• Compito A:
Secondo il brano su Jovo Divjak, per quale motivo il generale, di origine serba, si schierò dalla parte bosniaca?
• Compito B:
Duplica dal brano su Jovo Divjak il tratto compreso tra “Percorreva le trincee, tranquillizzava” e “teatro, balletto, poesia.”, estremi inclusi.

Jovo Divjak, generale dell’armata popolare jugoslava, è morto a Sarajevo l’8 aprile scorso, all’età di 84 anni.
Aveva difeso la città di Sarajevo durante l’assedio. Di origine serba, Divjak si schierò subito dalla parte bosniaca, diventando il numero due dell’Armija di Sarajevo.
“Queste sono le persone con cui vivo, i miei vicini di casa, non farò la guerra contro di loro”, proclamò. Era di famiglia cristiano ortodossa.
Quello di Sarajevo è stato l’assedio più lungo di una capitale in epoca moderna (1425 giorni) con un bilancio di quasi 14mila morti, tra cui circa 5.500 civili, inclusi moltissimi bambini.
Valorizzò il ruolo delle donne, tanto che amava ripetere: “Sono le donne che hanno salvato Sarajevo”.
Percorreva le trincee, tranquillizzava i feriti, abbracciava i genitori che avevano perso i loro figli, si procurava le medicine che mancavano alla città assediata, protestava contro i maltrattamenti perpetrati sulla base della nazionalità delle persone. Avrebbe voluto indagare su cosa muove taluni ad uccidere.
Era un intellettuale, appassionato di teatro, balletto, poesia.

• Record memorizzati:
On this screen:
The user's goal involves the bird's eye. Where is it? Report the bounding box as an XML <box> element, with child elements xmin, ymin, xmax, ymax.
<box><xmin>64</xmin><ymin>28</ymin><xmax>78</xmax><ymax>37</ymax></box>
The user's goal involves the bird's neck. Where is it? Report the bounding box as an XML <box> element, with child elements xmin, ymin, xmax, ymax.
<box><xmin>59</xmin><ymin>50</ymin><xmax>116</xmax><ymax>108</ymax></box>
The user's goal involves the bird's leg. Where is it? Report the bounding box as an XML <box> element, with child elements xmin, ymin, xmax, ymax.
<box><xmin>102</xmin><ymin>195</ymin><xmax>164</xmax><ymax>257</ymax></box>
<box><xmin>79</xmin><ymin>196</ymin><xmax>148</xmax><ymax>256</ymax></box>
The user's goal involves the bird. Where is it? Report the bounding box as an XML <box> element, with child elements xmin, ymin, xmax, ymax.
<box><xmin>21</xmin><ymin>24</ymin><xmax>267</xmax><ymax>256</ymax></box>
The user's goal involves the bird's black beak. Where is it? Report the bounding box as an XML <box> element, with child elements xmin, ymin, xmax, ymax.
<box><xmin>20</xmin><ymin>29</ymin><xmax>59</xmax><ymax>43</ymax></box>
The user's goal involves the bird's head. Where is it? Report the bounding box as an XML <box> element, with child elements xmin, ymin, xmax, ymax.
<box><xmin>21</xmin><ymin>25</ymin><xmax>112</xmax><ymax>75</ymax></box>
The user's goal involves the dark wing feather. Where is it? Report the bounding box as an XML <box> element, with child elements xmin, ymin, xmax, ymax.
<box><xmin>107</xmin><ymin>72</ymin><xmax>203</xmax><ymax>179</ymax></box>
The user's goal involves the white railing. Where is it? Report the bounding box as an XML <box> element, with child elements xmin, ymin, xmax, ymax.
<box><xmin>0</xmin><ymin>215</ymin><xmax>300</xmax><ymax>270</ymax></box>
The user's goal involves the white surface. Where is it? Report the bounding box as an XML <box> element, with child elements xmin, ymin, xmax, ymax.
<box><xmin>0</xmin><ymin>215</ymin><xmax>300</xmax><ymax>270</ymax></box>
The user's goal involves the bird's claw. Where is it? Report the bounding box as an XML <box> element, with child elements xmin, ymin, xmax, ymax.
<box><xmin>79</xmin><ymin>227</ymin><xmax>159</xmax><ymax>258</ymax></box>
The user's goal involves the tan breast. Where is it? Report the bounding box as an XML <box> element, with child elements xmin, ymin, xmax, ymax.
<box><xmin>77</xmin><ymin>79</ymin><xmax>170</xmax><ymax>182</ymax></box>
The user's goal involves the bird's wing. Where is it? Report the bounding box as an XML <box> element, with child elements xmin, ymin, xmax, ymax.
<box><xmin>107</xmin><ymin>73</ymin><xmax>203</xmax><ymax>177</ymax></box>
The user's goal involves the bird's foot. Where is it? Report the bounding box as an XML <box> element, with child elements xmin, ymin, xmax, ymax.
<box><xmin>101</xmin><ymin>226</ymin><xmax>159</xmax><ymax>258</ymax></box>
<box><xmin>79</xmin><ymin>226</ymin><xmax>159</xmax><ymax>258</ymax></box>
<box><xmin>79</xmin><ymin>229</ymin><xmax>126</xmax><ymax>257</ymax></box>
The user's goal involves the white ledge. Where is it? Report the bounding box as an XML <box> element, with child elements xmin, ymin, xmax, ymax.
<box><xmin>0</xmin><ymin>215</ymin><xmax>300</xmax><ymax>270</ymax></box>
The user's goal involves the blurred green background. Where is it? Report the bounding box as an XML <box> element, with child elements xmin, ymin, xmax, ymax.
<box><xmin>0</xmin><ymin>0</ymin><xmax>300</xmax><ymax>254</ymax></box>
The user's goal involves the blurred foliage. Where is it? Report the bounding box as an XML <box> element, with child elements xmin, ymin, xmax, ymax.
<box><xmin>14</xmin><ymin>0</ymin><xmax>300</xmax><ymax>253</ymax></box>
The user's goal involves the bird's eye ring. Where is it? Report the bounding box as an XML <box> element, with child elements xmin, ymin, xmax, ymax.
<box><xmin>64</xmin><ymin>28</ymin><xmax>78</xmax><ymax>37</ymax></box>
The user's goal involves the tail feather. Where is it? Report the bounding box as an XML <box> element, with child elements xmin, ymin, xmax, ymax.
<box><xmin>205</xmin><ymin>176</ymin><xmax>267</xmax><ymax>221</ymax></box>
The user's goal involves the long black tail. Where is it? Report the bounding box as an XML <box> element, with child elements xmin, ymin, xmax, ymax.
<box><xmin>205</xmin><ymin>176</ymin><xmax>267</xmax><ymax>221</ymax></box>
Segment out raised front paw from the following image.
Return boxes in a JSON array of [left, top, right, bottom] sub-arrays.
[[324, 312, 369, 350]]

• Risposta finale A:
Perché quelle erano le persone con cui viveva, i suoi vicini di casa, e non avrebbe fatto la guerra contro di loro, come lui stesso proclamò.

• Risposta finale B:
Percorreva le trincee, tranquillizzava i feriti, abbracciava i genitori che avevano perso i loro figli, si procurava le medicine che mancavano alla città assediata, protestava contro i maltrattamenti perpetrati sulla base della nazionalità delle persone. Avrebbe voluto indagare su cosa muove taluni ad uccidere.
Era un intellettuale, appassionato di teatro, balletto, poesia.